## GIVEN INSTRUCTION
Swap every "in this form" in the records below for "in this format", and reproduce all the records with nothing else changed.

··· DATA ROWS ···

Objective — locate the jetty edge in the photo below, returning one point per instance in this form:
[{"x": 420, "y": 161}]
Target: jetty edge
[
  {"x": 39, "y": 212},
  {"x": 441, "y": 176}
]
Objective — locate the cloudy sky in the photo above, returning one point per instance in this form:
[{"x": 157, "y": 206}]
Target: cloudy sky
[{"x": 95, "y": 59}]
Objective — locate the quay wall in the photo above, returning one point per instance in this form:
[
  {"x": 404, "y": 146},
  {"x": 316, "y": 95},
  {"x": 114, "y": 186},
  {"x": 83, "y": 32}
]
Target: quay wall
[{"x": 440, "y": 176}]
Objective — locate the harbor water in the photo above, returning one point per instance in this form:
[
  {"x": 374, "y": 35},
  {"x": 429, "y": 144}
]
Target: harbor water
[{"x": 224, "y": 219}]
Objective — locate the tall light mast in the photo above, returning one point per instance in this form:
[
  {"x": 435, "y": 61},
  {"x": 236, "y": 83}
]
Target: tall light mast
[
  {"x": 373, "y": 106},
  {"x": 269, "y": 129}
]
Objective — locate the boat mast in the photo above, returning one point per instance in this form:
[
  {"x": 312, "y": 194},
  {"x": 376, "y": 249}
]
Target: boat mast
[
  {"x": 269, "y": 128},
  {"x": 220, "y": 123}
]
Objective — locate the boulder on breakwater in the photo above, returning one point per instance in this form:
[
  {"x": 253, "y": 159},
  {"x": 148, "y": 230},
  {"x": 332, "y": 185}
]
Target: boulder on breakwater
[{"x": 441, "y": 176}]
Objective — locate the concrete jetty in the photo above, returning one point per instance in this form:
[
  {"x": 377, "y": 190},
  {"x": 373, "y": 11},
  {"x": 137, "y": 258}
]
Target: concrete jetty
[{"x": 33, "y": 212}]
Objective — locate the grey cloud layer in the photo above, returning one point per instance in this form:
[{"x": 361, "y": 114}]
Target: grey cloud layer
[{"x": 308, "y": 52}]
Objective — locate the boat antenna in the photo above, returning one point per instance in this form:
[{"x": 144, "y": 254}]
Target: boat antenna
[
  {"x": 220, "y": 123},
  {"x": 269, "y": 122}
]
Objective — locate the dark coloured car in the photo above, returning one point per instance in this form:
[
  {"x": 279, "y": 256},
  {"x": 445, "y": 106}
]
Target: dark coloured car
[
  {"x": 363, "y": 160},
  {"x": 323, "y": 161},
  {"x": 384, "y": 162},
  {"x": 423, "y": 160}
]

···

## CORRECT OUTPUT
Objective — locate the jetty edge in the photo below, returning one point per instance in this format:
[{"x": 420, "y": 161}]
Target: jetty edge
[
  {"x": 39, "y": 212},
  {"x": 441, "y": 176}
]
Objective — locate the cloudy sky in the photo above, returning one point per instance in this format:
[{"x": 157, "y": 206}]
Target: cloudy sky
[{"x": 95, "y": 59}]
Objective — locate the quay wall in the photo above, returning one point per instance in this format:
[
  {"x": 404, "y": 146},
  {"x": 316, "y": 95},
  {"x": 114, "y": 186},
  {"x": 83, "y": 32}
]
Target: quay wall
[{"x": 440, "y": 176}]
Objective — locate the harbor water in the photo above, returning one point per instance in this format:
[
  {"x": 374, "y": 35},
  {"x": 429, "y": 144}
]
Target: harbor water
[{"x": 224, "y": 219}]
Objective — locate the tall light mast in the photo above, returning one point per instance in this format:
[
  {"x": 435, "y": 61},
  {"x": 236, "y": 83}
]
Target: tall light mast
[
  {"x": 373, "y": 106},
  {"x": 269, "y": 129}
]
Objective — locate the boat mast in the photo above, returning one point per instance in this format:
[
  {"x": 312, "y": 194},
  {"x": 376, "y": 249}
]
Target: boat mast
[
  {"x": 269, "y": 128},
  {"x": 220, "y": 123}
]
Objective — locate the boulder on breakwater in the photo above, returning one point per instance in this format:
[
  {"x": 253, "y": 159},
  {"x": 148, "y": 230},
  {"x": 332, "y": 185}
]
Target: boulder on breakwater
[{"x": 441, "y": 176}]
Objective — locate the concrete jetty in the photo above, returning one point per instance in this format:
[
  {"x": 377, "y": 190},
  {"x": 373, "y": 11},
  {"x": 137, "y": 258}
]
Target: concrete jetty
[{"x": 33, "y": 212}]
Objective — locate the grey cloud layer in the photo above, returning one point per instance in this format:
[{"x": 361, "y": 114}]
Target: grey cloud layer
[{"x": 308, "y": 52}]
Objective — locate the boat antenna in the photo above, returning one point per instance in this format:
[{"x": 144, "y": 254}]
Target: boat antenna
[
  {"x": 220, "y": 123},
  {"x": 269, "y": 122}
]
Objective — locate the dark coloured car in the photo above, returning one point per instance in this format:
[
  {"x": 279, "y": 256},
  {"x": 445, "y": 106}
]
Target: dark coloured car
[
  {"x": 363, "y": 160},
  {"x": 323, "y": 161},
  {"x": 384, "y": 162},
  {"x": 423, "y": 160}
]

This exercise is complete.